[START]

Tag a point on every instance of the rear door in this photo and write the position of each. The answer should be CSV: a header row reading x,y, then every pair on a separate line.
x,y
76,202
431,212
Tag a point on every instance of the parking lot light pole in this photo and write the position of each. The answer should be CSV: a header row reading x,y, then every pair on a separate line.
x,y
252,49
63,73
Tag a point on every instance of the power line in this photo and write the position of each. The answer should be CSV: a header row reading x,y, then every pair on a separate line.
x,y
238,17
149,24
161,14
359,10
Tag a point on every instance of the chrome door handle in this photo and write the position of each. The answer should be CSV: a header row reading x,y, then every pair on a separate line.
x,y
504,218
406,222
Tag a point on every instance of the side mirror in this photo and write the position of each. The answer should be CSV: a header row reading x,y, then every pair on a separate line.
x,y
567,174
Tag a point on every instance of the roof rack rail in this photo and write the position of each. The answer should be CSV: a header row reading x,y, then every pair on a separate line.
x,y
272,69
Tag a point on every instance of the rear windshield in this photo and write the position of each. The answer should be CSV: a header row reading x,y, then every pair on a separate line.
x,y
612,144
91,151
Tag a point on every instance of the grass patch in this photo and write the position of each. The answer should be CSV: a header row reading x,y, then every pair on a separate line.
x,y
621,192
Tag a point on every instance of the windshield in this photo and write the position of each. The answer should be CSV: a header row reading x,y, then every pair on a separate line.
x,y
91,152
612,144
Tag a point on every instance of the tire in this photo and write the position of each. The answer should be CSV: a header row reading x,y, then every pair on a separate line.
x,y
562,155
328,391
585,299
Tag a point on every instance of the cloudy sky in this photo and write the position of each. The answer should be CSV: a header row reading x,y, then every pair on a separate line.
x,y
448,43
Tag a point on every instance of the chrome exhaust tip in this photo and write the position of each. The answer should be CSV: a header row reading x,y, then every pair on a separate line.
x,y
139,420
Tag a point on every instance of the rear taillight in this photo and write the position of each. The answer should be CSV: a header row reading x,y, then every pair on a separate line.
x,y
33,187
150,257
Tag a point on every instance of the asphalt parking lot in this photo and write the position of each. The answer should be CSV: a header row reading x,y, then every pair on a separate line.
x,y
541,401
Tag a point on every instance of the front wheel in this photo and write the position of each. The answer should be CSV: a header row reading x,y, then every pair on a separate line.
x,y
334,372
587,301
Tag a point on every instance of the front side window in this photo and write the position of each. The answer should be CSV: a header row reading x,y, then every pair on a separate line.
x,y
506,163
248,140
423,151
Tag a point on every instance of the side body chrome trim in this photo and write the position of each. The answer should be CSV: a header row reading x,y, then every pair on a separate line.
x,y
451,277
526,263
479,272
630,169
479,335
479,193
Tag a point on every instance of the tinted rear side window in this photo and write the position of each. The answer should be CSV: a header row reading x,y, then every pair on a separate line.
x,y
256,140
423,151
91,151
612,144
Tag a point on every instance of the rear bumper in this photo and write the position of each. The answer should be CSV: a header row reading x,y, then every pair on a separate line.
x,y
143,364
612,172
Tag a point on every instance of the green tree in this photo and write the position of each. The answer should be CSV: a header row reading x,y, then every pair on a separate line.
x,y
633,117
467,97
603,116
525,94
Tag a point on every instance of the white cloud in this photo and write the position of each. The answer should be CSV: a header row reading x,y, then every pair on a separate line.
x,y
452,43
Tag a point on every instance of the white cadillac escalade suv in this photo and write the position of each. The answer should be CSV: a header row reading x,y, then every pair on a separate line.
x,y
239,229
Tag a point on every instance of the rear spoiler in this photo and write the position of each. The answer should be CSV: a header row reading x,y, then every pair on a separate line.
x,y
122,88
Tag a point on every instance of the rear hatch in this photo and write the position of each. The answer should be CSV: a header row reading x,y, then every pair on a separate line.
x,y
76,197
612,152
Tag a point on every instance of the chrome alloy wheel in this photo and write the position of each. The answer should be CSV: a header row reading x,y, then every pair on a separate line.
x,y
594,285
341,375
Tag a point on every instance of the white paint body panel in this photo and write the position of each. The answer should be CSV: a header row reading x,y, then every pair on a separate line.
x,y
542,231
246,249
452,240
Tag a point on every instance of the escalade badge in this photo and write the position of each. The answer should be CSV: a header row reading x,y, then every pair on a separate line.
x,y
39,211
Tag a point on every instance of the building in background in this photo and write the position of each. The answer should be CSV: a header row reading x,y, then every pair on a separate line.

[END]

WORK REQUIRED
Copy out, word for word, everything from the line containing "Tag a point on every instance of the escalade" down to the last of the lines above, both ends included.

CORRECT OUTPUT
Tag a point on every instance of the escalade badge in this photo and write the position of each. The answer should be CSV: a header row reading x,y, then every pair on a separate line.
x,y
39,211
Tag a point on every instance of the building in background in this photo and write the position of each. The answer should be CSV: a header row reading x,y, then every pair on a separate line.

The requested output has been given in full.